Lines on locating named things

»»

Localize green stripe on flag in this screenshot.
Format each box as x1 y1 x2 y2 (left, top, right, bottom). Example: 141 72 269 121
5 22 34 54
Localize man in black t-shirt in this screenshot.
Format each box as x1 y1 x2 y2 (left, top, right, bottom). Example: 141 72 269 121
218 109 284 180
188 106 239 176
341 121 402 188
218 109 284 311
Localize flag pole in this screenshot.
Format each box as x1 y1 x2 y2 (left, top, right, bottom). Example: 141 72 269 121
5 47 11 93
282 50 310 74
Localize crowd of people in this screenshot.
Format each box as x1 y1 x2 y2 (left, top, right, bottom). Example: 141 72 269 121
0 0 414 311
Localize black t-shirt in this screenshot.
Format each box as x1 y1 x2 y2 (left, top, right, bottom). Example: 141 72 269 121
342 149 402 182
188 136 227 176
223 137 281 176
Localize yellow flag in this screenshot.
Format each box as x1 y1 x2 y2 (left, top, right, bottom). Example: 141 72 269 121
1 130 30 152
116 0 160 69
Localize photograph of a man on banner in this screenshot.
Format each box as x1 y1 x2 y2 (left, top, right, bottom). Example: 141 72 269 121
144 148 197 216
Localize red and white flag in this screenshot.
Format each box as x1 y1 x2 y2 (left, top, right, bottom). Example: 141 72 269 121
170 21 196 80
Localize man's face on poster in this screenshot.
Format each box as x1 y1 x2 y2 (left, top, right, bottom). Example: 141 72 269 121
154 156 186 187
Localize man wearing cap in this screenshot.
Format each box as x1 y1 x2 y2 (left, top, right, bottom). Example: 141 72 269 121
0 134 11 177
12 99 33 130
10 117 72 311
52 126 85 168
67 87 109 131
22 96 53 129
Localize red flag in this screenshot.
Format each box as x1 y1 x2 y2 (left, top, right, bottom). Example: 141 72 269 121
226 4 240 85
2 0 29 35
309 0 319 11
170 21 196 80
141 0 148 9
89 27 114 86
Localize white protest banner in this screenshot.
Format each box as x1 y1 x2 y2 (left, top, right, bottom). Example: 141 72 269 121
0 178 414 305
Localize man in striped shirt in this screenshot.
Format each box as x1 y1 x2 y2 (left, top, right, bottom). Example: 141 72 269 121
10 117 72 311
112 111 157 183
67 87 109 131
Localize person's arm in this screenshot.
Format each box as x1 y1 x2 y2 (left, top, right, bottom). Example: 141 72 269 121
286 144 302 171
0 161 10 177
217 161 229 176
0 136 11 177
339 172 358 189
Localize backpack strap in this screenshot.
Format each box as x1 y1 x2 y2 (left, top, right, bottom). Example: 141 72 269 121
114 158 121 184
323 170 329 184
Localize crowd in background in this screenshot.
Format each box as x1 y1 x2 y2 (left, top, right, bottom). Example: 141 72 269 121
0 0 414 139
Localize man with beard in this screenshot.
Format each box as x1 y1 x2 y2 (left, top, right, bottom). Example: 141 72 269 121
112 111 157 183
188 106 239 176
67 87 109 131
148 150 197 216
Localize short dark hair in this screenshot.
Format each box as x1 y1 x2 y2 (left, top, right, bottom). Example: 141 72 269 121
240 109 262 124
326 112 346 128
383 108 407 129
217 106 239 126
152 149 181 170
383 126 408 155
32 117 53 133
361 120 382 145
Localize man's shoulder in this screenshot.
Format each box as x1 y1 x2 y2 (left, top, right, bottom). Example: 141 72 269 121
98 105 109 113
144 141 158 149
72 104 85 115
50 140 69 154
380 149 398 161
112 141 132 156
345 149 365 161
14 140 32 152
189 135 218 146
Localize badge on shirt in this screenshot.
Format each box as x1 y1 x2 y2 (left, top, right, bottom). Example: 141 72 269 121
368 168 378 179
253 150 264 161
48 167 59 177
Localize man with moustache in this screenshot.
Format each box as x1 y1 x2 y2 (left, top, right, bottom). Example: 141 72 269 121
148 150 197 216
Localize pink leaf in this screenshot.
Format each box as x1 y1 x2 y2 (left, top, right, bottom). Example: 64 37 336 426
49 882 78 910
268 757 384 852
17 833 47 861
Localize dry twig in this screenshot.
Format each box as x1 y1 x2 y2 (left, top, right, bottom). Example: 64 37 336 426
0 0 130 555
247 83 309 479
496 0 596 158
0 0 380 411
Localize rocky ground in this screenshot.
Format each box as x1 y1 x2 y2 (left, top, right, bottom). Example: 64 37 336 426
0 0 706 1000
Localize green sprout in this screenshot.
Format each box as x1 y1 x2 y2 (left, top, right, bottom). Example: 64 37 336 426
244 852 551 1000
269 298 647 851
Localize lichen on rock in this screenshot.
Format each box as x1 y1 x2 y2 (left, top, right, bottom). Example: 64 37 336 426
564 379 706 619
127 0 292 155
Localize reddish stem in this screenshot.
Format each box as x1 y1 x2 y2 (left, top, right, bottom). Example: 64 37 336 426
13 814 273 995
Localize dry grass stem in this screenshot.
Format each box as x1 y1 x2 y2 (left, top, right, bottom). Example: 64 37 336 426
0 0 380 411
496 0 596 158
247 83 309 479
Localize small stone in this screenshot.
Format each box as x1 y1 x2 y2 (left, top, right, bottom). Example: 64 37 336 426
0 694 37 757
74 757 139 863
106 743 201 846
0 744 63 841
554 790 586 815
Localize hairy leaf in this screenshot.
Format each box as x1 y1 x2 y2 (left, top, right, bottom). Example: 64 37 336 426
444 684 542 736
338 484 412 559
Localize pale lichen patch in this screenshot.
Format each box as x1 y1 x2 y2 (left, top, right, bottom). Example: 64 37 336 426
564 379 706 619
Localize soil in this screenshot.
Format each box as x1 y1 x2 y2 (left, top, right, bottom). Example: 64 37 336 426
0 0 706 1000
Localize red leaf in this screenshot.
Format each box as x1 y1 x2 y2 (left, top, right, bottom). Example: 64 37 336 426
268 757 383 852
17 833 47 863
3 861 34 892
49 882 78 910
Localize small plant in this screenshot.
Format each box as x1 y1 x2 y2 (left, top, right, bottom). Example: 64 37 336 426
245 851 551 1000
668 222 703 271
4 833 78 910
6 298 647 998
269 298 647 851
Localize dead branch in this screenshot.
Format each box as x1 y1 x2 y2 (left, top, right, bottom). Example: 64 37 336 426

««

*Written problem*:
Return every line above that contains the word "black".

*Answer to this problem*:
Localize man in black t-shirt in this screenshot.
Localize black t-shirt in this screenshot.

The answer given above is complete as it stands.